PROMPT
Drop all images. Then write out each line below exactly as given.

# # #

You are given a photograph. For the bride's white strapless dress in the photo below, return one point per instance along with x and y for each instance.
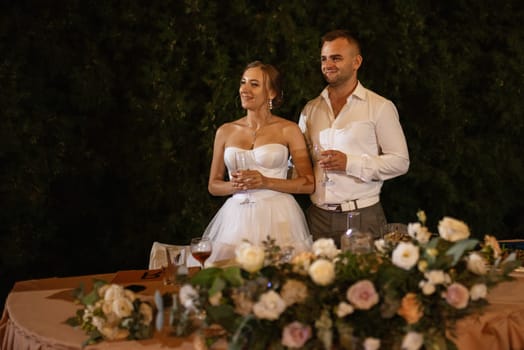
(274, 214)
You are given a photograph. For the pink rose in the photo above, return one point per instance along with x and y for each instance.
(362, 295)
(457, 296)
(295, 335)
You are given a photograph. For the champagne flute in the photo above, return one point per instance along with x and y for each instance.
(317, 151)
(242, 163)
(201, 249)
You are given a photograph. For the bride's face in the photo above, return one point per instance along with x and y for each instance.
(253, 90)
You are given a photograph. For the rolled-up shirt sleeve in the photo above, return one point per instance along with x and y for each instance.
(392, 159)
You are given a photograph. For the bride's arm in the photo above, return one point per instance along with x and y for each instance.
(217, 185)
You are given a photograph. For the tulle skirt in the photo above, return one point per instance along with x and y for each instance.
(270, 214)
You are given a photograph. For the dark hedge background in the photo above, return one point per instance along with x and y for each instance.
(109, 108)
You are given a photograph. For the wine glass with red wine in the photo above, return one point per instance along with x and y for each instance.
(201, 249)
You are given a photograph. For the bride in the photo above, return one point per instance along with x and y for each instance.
(261, 202)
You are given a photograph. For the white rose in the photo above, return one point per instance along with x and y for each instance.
(122, 307)
(428, 288)
(380, 245)
(477, 264)
(452, 229)
(250, 257)
(343, 309)
(371, 344)
(412, 341)
(322, 272)
(215, 298)
(405, 255)
(325, 247)
(413, 229)
(112, 292)
(478, 291)
(98, 322)
(187, 296)
(270, 306)
(147, 313)
(436, 276)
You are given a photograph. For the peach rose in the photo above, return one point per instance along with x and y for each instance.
(457, 296)
(362, 295)
(295, 335)
(410, 308)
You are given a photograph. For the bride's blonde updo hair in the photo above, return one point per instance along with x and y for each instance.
(273, 81)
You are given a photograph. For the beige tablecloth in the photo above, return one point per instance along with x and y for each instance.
(35, 312)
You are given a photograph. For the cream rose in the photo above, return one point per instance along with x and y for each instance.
(250, 257)
(122, 307)
(492, 242)
(343, 309)
(410, 308)
(437, 276)
(412, 341)
(371, 343)
(457, 296)
(269, 306)
(452, 229)
(428, 288)
(322, 272)
(295, 335)
(325, 247)
(405, 255)
(478, 291)
(477, 264)
(294, 291)
(187, 296)
(362, 295)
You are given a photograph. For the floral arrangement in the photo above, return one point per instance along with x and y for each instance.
(407, 294)
(112, 312)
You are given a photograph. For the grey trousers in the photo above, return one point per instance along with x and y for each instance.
(331, 224)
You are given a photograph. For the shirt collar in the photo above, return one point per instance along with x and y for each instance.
(359, 92)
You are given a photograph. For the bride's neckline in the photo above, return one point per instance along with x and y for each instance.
(261, 146)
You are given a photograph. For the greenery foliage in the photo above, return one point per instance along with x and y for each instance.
(108, 113)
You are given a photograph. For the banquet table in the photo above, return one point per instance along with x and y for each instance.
(35, 312)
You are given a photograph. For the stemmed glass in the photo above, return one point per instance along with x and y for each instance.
(317, 150)
(242, 163)
(201, 249)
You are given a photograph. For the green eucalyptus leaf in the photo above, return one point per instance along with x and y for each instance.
(457, 250)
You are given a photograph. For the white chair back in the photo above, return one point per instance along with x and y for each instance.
(158, 256)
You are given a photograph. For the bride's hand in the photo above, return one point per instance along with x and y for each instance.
(247, 179)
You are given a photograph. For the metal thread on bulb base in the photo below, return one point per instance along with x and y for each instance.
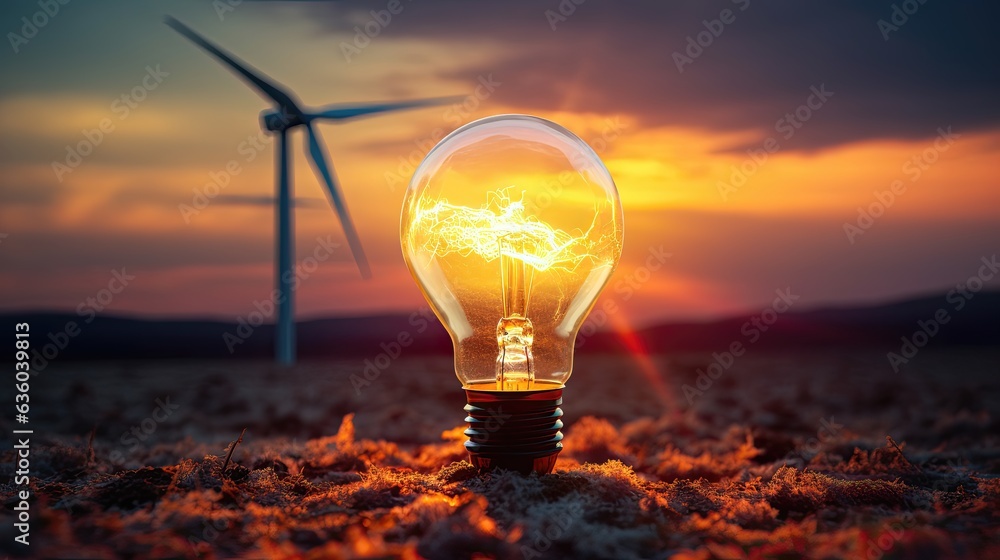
(514, 430)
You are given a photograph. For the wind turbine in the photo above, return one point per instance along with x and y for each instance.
(288, 114)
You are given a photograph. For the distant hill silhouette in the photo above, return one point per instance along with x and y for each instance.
(67, 336)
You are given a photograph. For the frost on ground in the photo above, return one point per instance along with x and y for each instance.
(826, 455)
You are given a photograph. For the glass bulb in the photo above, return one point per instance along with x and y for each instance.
(511, 226)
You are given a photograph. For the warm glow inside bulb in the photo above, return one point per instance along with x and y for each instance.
(512, 226)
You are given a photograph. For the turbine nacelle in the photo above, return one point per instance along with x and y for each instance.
(287, 114)
(276, 121)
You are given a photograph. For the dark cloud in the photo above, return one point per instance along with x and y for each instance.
(939, 68)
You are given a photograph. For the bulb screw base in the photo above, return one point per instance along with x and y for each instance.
(514, 430)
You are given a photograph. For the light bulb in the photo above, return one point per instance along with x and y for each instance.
(511, 227)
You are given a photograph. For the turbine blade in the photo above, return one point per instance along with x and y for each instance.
(265, 86)
(343, 111)
(317, 154)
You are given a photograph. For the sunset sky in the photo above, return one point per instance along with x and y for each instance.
(846, 105)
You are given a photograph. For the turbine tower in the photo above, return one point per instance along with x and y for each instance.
(288, 114)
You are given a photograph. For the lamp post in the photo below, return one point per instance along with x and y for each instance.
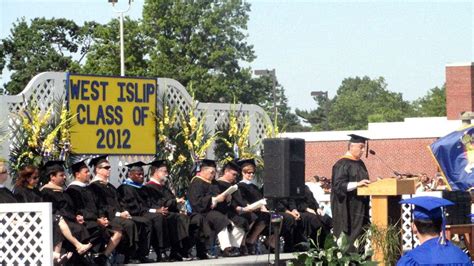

# # #

SOLUTION TO THIS PROBLEM
You are given a photograph. For the bride's white strapless dress in the photo below, return one point per instance along with x and y for each instance.
(274, 214)
You are given a photograph. For the pink rose in the photo above, return one point per instance along with x and y for each instance.
(362, 295)
(457, 296)
(295, 335)
You are given a photograph. For the champagne flute in the photo above, return one point per instance along with x and y for each instance.
(317, 151)
(242, 163)
(201, 249)
You are given a photograph. For the bride's face in the photo above, return one point per instance along with x and y for each instance.
(253, 90)
You are given a photograph. For the rolled-up shirt sleeve in the photo above, return one point per instance along with x and y for each instance.
(392, 159)
You are given a photograph. For the bride's arm in the photo above, return one point per instance along with x and y for each instance.
(217, 185)
You are given a photograph. For the tulle skirt in the photo above, return one point per instance along with x and y for each instance.
(270, 214)
You are given a photograph. For the dark hedge background in the photo above, return one point per instance along with x and y for each instance.
(109, 108)
You are given a photograph. For the wine glass with red wine in the photo above, return one point per instance along with x and y for each instance.
(201, 249)
You are given a photograph. For the bride in the photo above, return one point per instance along with x and y for each instance.
(261, 202)
You are given a photograph. For the white rose in the photo above, return one point per instance along with x and y for each instance.
(122, 307)
(428, 288)
(380, 245)
(477, 264)
(452, 229)
(250, 257)
(343, 309)
(371, 344)
(412, 341)
(322, 272)
(215, 298)
(405, 255)
(325, 247)
(413, 229)
(112, 292)
(478, 291)
(98, 322)
(187, 296)
(270, 306)
(147, 313)
(436, 276)
You are given a photograph. For the peach rose in the photo above, return one point per instance along with x and y for each instance.
(457, 296)
(362, 295)
(295, 335)
(410, 308)
You are given a photograph. For the bride's blonde updo hair in the photo above, return one point per instance along with x and y for each instance.
(273, 81)
You are given a photograph. For the beige tablecloth in the photo above, return one point per instance along with x and y for each instance.
(35, 312)
You are given a photograph. For the cream rose in the photo above, return one point per instance along with x and y for each instance.
(250, 257)
(122, 307)
(492, 242)
(343, 309)
(410, 308)
(437, 276)
(412, 341)
(371, 343)
(457, 296)
(269, 306)
(452, 229)
(428, 288)
(322, 272)
(295, 335)
(325, 247)
(405, 255)
(478, 291)
(477, 264)
(294, 291)
(187, 296)
(362, 295)
You are given a photograph. For the floral arrangement in the photo above, return one point per instance along with x and y for each instance.
(407, 294)
(112, 312)
You are given a photograph. For the grey trousers in the photo above, return one point per instance along with x and y for each instance.
(331, 224)
You are given a photograph. For the shirt collar in the photo above, return one point per instance along with x and y for each instance.
(359, 92)
You are given a photograph. For the bride's neckline in the photo above, return one point per instance along with x and y for each instance.
(261, 146)
You are given a photograph. For the greenery foliage in the photo above, return one point per instance along with x and y for each instance.
(108, 113)
You are given a photograph. For the banquet table in the photo above, return one point per instance along with x and y for each instance.
(35, 312)
You are given a photograph. For the stemmed glass in the photo above, return one point per instance along with x and y for each instance.
(317, 150)
(242, 163)
(201, 249)
You are given a photograph. For the green eucalyptus leaf in the photo above, return one point per instance along with x and y for each instance.
(457, 250)
You are given a photograph. For the white chair back in the photo above, return one point per instance along with x and y for each instance.
(158, 256)
You are given a photograph. For the bride's hand in the photo above, return one point per instance along with x and y for each instance.
(247, 179)
You are given a photograph. For the metal thread on bulb base in the photo below, return one point per instance along with x and y for each instance.
(514, 430)
You are given a photograph. For the wind turbine in the photo above, return one point per instance along with x and y for each instance.
(288, 114)
You are given a photograph. For the distant hill silhouette in the photo above, return one point per instance along with x and y for each instance.
(67, 336)
You are given a photograph. For the frost on ground in the photo above, return one point per instance along with x and y for each instance.
(826, 455)
You are given a photograph. For the glass bulb in the photo above, return one point per instance along with x and y for each instance.
(511, 226)
You are given a photograph. For the warm glow inside bulb in the photo above, return one point per instance along with x and y for each instance.
(512, 226)
You are given a photograph. For the turbine nacelle in the photo above, return one point per instance along with x and y for each instance.
(287, 114)
(276, 121)
You are given a photograph. For the dark cloud in the photo above, return one point per instance along with x and y for each instance.
(939, 68)
You are given a photograph. For the bulb screw base in the photo above, return one point per instance along with x and y for each instance.
(514, 430)
You are given a photograph. For the light bulb in the photo above, return one point per instance along with x and y for each instance.
(511, 227)
You are given a photograph. For the turbine blade in the photo above, return one point per instance along with x and y for each instance.
(265, 86)
(343, 111)
(317, 154)
You are given a photograph. For the sunset sky in the photo above, return one point per instance along with x and y for each instance.
(846, 105)
You are given a photograph. For the turbine tower in the photo above, return one point per instance along with x and y for each instance.
(288, 114)
You are given a photograph. For the lamp post in the photo below, return one point per instance along with x and y for each instance.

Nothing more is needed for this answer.